-------- TEXTAUSZUG

Die Entwicklung ging von diesen Verhältnissen rasant und weit weg: Immer mehr vorgefertigte Programme und Funktionen wurden "geschrieben", die man nicht mehr durch "Bauen von Funktionen" sondern nur durch "Auswählen von fertigen Funktionen" bediente. Leistungsfähige Office-Pakete erlaubten professionelles Schreiben, Rechnen und Daten verwalten ohne jegliche Programmierkenntnisse. Moderne Handyapps mit ihrem nur noch mikroskopisch kleinen Funktionsumfang treiben diesen Trend dieses "Auswählens" statt "Gestaltens" auf die Spitze. Eine an der Berufswirklichkeit orientierte Schulform wie die R6 musste diesem Trend Rechnung tragen. Plakativ gesprochen wandelte sich das Schulfach Informatik von einem Ingenieurfach zu einem Sekretärinnenfach und wurde in den 90ern folgerichtig von Informatik in IT umbenannt. Wie waren wir stolz auf die endlich berufsorientierte Ausrichtung unseres Fachs - wie erleichtert waren die Schülerinnen, denn schließlich toppt die Programmierung an Abstraktion und analytischer Anforderung selbst ein Fach wie Mathe um Längen! Die Programmierung flog zunächst völlig aus dem Lehrplan. Nach einigen Protesten hielt sie im modularen Lehrplan der jüngeren Zeit dann durch zwei Wahlmodule auf einmal wieder Einzug - freiwillig für Lehrer und Schüler, die besonderes Interesse mitbringen.

----------------

▶ **ARBEITSAUFTRAG**: Schreibe den Text über das Schulfach Informatik im Anschluss an seinen letzten Satz weiter. Die Auflistung hat keinen Bezug zum Text über das Schulfach Informatik.

-------- EXTRAHIERTE EINTRÄGE

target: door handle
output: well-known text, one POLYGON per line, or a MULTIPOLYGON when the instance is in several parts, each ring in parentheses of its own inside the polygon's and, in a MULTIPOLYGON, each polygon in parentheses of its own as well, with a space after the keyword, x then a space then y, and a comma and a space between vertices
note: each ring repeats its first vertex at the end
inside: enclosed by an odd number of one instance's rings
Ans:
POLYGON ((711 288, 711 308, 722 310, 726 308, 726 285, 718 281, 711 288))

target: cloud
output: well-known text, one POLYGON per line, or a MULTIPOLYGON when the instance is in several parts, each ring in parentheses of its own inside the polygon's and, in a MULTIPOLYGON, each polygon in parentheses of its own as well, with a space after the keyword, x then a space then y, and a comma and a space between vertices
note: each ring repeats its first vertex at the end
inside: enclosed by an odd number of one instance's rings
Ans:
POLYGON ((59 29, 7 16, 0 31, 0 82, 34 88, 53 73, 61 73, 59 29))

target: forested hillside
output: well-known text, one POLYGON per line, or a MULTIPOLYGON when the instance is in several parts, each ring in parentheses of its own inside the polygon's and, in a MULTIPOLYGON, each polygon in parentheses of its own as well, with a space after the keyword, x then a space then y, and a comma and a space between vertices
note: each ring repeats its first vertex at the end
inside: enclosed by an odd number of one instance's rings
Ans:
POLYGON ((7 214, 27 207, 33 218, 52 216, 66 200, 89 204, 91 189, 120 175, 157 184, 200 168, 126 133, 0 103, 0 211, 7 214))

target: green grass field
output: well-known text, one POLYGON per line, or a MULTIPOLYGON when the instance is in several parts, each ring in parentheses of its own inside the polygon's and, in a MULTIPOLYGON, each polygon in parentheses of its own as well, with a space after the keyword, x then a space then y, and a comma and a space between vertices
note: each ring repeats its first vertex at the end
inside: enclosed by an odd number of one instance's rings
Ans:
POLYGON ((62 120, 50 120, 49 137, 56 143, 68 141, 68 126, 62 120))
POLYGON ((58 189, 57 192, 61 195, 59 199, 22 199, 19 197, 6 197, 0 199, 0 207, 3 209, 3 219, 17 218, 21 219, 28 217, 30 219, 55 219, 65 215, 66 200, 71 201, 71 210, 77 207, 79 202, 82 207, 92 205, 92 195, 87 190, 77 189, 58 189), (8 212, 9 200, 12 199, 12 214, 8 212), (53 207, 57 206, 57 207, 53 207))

----------------

▶ **LÖSUNG**:
Dann dieses Schuljahr ein KMS, das sich wie RETRO-TOTAL anfühlt: Programmieren wird mit 3 Pflichtmodulen wieder Teil des Schulfachs IT ! - bedeutet: Fast ein Schuljahr in einem zweistündigen Fach für alle Wahlpflichtfächergruppen. Welcher Gedanke steckt hinter dieser Neuerung? Eine Konvergenz zur Berufswelt ist jedenfalls nicht erkennbar. Zwischen KUMI und uns Lehrern wurde diese Verschiebung im Vorfeld auch nicht kommuniziert, aber die Debatte im Netz transportiert vor allem zwei nachvollziehbare Argumente, ein bildungstheoretisches und ein - na ja - standespolitisches:

  1. Spätestens durch das "Internet der Dinge" wird klar: Wir werden in Zukunft immer mehr von Algorithmen regiert werden. Wie "coden" funktioniert und welche Grenzen es hat, können wir aber nur erahnen, verstehen und dessen Auswirkung dann als Staatsbürger und Souverän auch politisch kontrollieren, wenn wir erst mal verstehen, was das überhaupt ist! Programmieren als Ausweg aus dem reinen "Gestaltet werden".
  2. Die R6 versteht sich nicht nur als Vorbereiter der dualen Lehre. Die R6 will auch durch eine passende Grundlegung den Weg in ein mögliches Studium ebnen und da kann die Kreativität und analytische Schulung des Programmierens wertvolle Dienste leisten und frühzeitig Orientierung geben.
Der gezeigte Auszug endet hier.